**Directions for this task:** Retype all of the items below word for word, leaving the pictures out of your copy.

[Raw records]
"""

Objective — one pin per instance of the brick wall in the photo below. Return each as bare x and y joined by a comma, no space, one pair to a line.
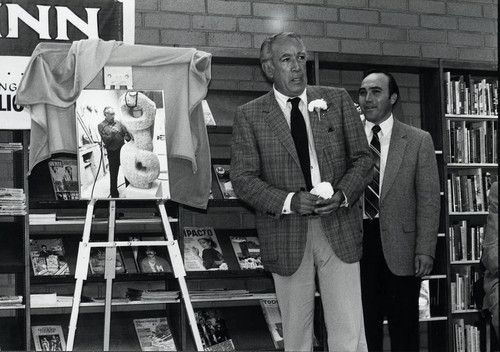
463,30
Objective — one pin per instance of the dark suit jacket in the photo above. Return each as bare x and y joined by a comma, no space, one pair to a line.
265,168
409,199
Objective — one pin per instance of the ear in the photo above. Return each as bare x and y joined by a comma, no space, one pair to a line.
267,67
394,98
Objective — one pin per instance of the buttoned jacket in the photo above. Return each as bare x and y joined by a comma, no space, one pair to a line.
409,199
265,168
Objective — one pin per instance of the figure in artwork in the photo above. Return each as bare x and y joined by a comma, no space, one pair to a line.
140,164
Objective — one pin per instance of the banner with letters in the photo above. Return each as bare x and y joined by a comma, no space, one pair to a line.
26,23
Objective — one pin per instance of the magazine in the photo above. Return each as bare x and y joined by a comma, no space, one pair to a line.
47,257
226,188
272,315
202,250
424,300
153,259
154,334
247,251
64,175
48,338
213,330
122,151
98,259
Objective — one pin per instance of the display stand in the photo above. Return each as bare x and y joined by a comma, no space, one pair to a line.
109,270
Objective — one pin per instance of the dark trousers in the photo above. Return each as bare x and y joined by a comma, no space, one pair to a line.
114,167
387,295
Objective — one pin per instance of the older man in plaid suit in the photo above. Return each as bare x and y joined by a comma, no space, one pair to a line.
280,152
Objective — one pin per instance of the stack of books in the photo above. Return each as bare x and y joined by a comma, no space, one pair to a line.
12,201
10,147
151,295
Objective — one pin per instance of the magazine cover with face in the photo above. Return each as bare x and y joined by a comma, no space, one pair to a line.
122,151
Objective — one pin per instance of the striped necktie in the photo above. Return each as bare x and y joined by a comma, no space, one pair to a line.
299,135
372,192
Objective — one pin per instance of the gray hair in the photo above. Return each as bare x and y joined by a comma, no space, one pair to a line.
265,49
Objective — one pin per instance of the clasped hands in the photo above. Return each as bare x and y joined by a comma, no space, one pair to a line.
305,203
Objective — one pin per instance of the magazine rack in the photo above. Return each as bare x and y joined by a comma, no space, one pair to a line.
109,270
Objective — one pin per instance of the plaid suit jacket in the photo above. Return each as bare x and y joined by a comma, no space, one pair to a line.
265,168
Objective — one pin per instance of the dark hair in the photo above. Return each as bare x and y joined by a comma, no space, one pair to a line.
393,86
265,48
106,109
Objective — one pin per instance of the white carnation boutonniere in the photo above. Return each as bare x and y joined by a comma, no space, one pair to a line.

"""

**Problem solution:**
Objective — one pin per instance of the brick wall in the photo below. Return each as bare x and y joined by a comma, no space, one pair to a line.
463,30
Objective — one pin per instance of the dark suit jacket in the photo above. Return each as bare x and y joined by a comma, no space, one pair to a line.
265,168
409,199
Objective — one pin per instance of the ear in the photo above. Return each as bare x and y joined by a comma, no space, one pair to a line.
267,67
394,98
Objective — one pin per instance of the buttoned jacket in the photo above. Return each as bare x and y joined by a comma, no space, one pair to a line.
409,199
265,168
Objective — one pin per instance of the figure in artwork in the photo above. Return each as bare x and y joined by a comma, no space, one pair to a line.
140,164
Objective — one pin per instance of the banner with letters in the photo above. Return each as bare x and y joined by a comma, no space, one pair to a line.
26,23
Objective — one pin per instance of the magazine in the photo above. Return each as bare x and y joined by a comma, no space, one pair to a line.
47,257
226,188
272,315
202,250
424,300
153,259
154,334
247,251
64,175
48,338
213,330
122,151
98,259
Objective — one pin per instance of the display stand in the photo above. Return each as bare x and y joined by a comma, no space, one pair to a line.
109,270
Objective — one pin per instance of the dark trousers in the photo above. Return each as bare x and y joined by a comma, no space, one pair to a line.
114,167
387,295
Objective — one pin per instance of the older man in plaid suit in the photo above. Return each as bare x and y joined by a comma, no space, one pair to a line.
280,152
Objective — one pin per instance of the stack of books in the photo above. Return each as bare x and y joined by a comma, no space, one pair to a line.
12,201
10,147
151,295
Objective — one pin per instance of the magazine cover with face in the photo above. Return each as bare x and y joined by a comma, no space, one pair to a line.
122,151
Objective — one pin per instance of the striped necktie in the photo above. Return each as bare x and y joined by a comma, no space, one pair to a line.
299,135
372,192
Objective — one pin per instance of the gray hair in the photo above. Return each as bare x and y joined by a comma, no space, one pair to a line.
265,49
Objective — one pin per instance of the clasped hands in the photo above. Return each as bare x and y joined by a comma, no space, one pair to a line.
305,203
Objective — one pin per instance of the magazine rack in the photo above. Return each as bare x and y joined by a comma, no space, one pair to a line.
109,270
Objective — one pin per instance of the plaid suit jacket in the photo above. Return each as bare x and y joined by a comma, no space, one pair to a line.
265,168
Objective — one pin per instance of the dark hair in the photo above. Return each as bare x and y joined by a comma, no space, one pair to a line.
393,86
265,48
106,109
Objective — one pin per instance of the white carnation boutonniere in the photo above. Return each as bare x and y joined by a comma, no space, one pair to a line.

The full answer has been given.